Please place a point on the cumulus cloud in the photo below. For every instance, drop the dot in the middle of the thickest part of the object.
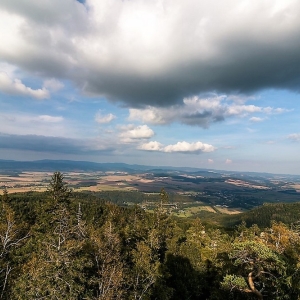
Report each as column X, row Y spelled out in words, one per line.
column 16, row 87
column 294, row 137
column 199, row 111
column 53, row 84
column 189, row 147
column 151, row 146
column 48, row 119
column 102, row 119
column 256, row 119
column 132, row 133
column 182, row 147
column 140, row 53
column 34, row 124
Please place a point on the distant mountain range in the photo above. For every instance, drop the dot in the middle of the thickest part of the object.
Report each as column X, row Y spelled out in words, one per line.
column 85, row 166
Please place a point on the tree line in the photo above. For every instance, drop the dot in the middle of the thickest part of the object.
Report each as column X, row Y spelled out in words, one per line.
column 64, row 245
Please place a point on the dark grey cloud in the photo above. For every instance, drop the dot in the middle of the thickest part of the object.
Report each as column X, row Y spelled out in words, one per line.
column 144, row 53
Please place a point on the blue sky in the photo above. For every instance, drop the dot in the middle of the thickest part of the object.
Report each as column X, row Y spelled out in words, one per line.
column 208, row 84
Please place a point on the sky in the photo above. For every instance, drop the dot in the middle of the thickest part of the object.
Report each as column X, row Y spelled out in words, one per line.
column 206, row 84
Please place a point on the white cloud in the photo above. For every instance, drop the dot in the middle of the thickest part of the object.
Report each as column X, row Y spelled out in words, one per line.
column 46, row 125
column 151, row 146
column 200, row 111
column 131, row 133
column 53, row 84
column 182, row 147
column 189, row 147
column 294, row 137
column 128, row 51
column 102, row 119
column 256, row 119
column 16, row 87
column 48, row 119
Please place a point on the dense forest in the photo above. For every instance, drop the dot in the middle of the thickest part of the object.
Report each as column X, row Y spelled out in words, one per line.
column 64, row 245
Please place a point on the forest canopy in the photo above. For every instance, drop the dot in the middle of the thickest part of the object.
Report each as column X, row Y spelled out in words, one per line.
column 64, row 245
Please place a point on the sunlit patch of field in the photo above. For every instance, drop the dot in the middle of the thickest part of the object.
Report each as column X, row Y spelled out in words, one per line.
column 104, row 187
column 190, row 211
column 295, row 186
column 246, row 184
column 228, row 211
column 25, row 189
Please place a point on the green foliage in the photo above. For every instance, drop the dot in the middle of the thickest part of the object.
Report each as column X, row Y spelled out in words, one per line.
column 83, row 247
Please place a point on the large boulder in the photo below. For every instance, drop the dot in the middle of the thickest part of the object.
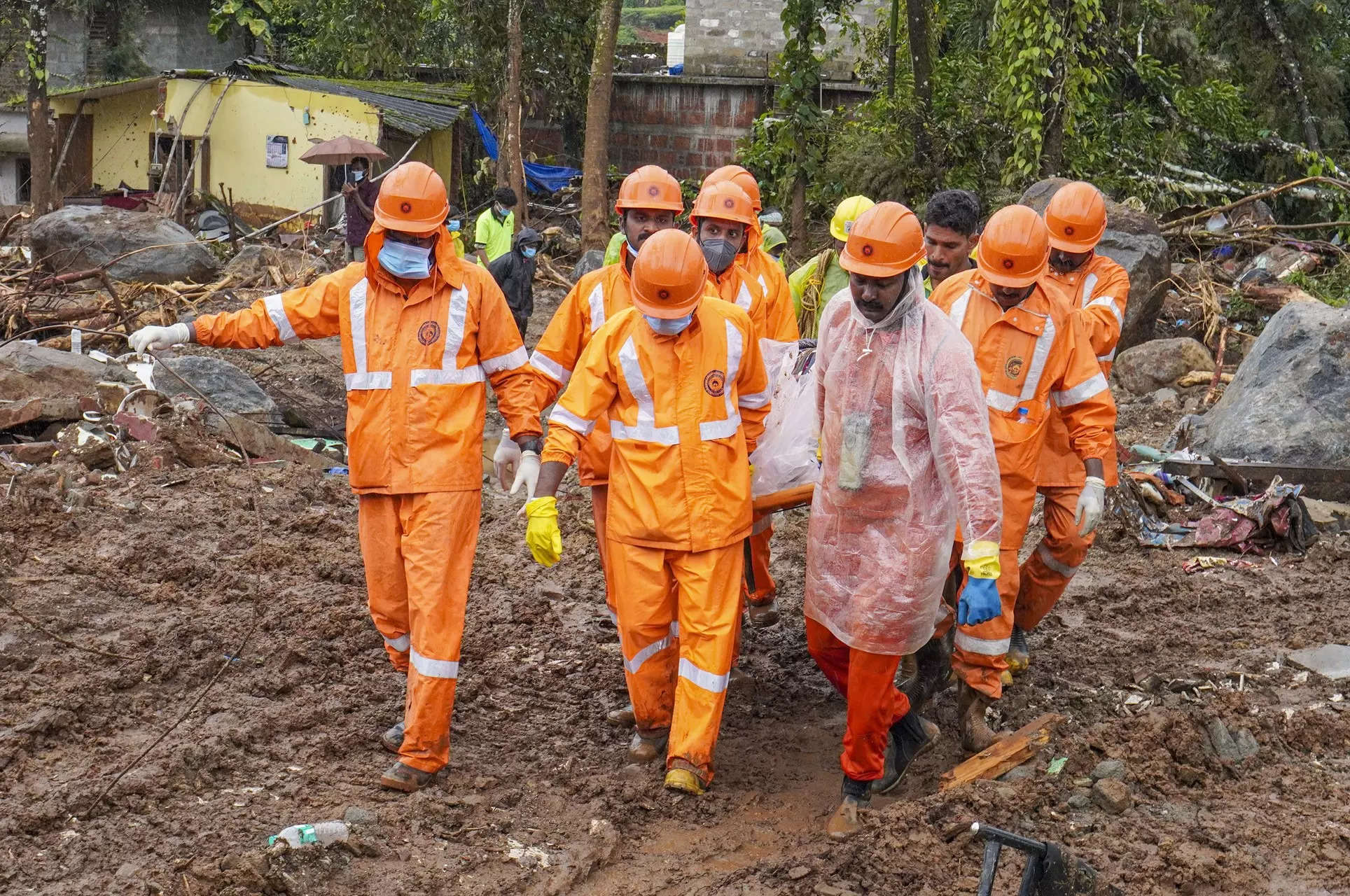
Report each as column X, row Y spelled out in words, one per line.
column 1134, row 242
column 228, row 388
column 1157, row 365
column 36, row 372
column 1290, row 401
column 83, row 237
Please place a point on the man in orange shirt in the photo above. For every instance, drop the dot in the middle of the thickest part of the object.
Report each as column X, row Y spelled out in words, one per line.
column 422, row 331
column 683, row 388
column 781, row 330
column 648, row 202
column 1033, row 354
column 1098, row 289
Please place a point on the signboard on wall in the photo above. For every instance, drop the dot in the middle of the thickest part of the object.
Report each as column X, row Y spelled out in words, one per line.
column 279, row 150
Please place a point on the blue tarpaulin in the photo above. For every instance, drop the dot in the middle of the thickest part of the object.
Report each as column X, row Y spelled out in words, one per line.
column 542, row 178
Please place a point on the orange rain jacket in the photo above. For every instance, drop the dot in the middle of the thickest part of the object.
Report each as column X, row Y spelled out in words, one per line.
column 596, row 298
column 415, row 365
column 683, row 412
column 1031, row 358
column 1099, row 290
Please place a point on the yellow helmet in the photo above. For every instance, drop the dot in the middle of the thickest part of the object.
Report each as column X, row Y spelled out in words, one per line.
column 845, row 214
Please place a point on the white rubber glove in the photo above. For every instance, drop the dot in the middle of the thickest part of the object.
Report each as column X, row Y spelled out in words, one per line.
column 527, row 474
column 1091, row 505
column 160, row 337
column 506, row 461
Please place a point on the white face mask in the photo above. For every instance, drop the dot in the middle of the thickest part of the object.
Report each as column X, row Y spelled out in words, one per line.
column 669, row 327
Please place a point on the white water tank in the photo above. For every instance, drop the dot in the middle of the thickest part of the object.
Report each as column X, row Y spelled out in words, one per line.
column 675, row 48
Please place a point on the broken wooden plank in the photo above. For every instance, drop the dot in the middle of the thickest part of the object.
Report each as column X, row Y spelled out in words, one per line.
column 1006, row 755
column 1258, row 470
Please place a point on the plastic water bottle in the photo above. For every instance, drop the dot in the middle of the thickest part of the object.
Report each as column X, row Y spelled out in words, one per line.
column 320, row 833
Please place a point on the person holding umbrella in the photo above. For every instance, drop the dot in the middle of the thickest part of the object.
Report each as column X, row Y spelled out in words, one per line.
column 359, row 192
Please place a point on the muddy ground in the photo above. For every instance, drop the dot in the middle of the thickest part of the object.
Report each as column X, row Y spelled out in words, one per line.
column 170, row 568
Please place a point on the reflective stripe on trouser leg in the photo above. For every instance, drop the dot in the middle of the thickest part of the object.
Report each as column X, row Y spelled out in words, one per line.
column 647, row 634
column 980, row 654
column 709, row 584
column 765, row 587
column 867, row 682
column 387, row 593
column 1048, row 571
column 440, row 532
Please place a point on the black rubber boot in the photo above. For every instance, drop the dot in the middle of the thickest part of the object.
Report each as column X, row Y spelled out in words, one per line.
column 910, row 737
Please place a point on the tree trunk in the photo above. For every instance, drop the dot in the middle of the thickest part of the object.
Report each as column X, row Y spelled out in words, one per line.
column 39, row 111
column 1291, row 65
column 515, row 162
column 596, row 154
column 921, row 61
column 797, row 216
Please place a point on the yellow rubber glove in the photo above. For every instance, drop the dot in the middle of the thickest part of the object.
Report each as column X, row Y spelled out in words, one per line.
column 542, row 535
column 982, row 560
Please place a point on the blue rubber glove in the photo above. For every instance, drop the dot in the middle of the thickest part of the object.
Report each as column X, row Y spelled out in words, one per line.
column 979, row 602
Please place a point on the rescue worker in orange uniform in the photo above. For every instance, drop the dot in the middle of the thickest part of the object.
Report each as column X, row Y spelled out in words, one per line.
column 648, row 202
column 781, row 330
column 1098, row 289
column 422, row 331
column 1033, row 354
column 906, row 454
column 682, row 384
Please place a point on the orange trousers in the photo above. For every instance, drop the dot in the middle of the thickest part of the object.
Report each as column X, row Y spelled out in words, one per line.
column 678, row 617
column 1047, row 573
column 419, row 552
column 759, row 584
column 867, row 682
column 599, row 513
column 980, row 651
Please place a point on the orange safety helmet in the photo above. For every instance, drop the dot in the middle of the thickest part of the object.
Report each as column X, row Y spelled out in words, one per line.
column 1076, row 218
column 1014, row 247
column 725, row 202
column 884, row 241
column 650, row 186
column 669, row 274
column 742, row 178
column 412, row 200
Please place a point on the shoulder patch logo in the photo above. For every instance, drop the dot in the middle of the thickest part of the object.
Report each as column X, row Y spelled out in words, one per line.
column 714, row 384
column 429, row 332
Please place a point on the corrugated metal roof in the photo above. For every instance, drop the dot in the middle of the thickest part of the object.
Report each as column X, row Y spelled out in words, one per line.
column 408, row 107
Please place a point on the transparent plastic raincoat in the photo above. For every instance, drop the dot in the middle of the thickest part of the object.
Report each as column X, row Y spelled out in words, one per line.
column 906, row 446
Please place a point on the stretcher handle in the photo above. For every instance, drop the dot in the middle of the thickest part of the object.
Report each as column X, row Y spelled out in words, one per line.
column 785, row 498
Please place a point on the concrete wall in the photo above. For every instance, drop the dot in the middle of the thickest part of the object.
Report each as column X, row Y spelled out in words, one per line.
column 742, row 38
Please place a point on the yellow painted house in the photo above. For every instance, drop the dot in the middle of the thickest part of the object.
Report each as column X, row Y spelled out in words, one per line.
column 242, row 131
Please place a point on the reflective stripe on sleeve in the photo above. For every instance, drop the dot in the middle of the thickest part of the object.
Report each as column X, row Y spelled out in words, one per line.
column 597, row 304
column 510, row 360
column 433, row 668
column 702, row 678
column 1087, row 389
column 1052, row 564
column 567, row 419
column 727, row 428
column 550, row 368
column 277, row 312
column 984, row 647
column 362, row 378
column 646, row 428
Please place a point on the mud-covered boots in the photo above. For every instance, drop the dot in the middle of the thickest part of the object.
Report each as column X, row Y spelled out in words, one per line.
column 976, row 734
column 910, row 738
column 1020, row 653
column 932, row 676
column 845, row 821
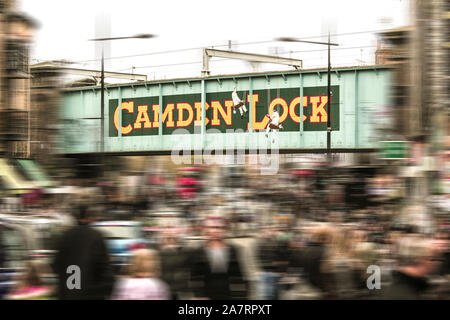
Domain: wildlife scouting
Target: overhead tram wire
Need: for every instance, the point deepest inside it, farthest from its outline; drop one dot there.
(224, 59)
(219, 45)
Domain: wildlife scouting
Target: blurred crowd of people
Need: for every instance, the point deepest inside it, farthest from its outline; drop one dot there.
(249, 239)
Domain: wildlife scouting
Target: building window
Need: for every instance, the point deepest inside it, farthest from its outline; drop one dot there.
(17, 59)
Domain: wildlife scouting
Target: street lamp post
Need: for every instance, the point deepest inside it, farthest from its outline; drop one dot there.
(329, 44)
(102, 100)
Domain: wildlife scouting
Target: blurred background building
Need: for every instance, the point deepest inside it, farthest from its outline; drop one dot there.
(16, 30)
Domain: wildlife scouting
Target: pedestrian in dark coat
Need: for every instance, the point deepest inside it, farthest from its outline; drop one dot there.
(216, 270)
(83, 247)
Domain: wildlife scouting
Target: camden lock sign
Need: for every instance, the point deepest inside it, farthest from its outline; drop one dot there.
(140, 116)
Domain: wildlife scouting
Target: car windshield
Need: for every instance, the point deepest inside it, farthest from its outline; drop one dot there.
(118, 231)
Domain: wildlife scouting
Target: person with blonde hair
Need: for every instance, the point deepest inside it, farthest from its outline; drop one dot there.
(142, 282)
(31, 284)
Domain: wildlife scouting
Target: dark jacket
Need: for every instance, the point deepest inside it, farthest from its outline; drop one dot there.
(173, 267)
(217, 286)
(85, 247)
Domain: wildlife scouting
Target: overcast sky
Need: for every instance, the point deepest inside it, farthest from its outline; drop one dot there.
(67, 25)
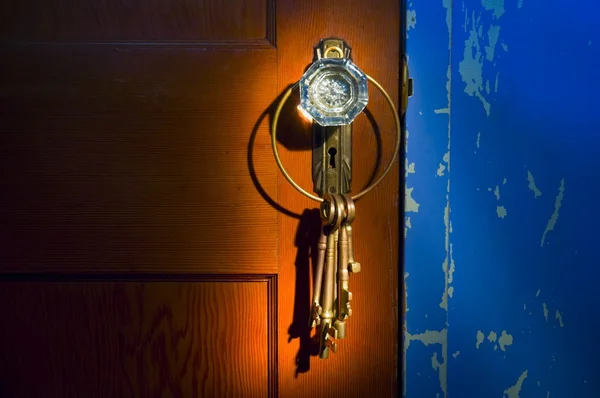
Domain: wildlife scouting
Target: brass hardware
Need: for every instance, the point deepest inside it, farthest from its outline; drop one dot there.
(368, 189)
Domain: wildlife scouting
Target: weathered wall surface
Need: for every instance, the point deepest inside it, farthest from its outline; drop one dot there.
(502, 212)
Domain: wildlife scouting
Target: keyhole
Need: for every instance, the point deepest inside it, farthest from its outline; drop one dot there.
(332, 152)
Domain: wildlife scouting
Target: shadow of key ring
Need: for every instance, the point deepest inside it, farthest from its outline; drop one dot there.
(387, 169)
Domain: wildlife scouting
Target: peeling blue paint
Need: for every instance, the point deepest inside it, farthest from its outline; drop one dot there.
(501, 258)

# # # # # # #

AIM: Return, word for word, the lines of the items above, starting at the line that contains "Please place a point on the concrete" and ending at the line that contains "column 242, row 131", with both of those lines included.

RESULT OF THIS TASK:
Please place a point on the concrete wall in the photo above. For every instance, drop the dot in the middle of the thickest part of the object.
Report each as column X, row Y spelled out in words, one per line.
column 742, row 38
Please place a point on the yellow painted house in the photo above. For every instance, drop the dot in the middle of the thickest part of the object.
Report each as column X, row Y spelled out in words, one per line.
column 242, row 131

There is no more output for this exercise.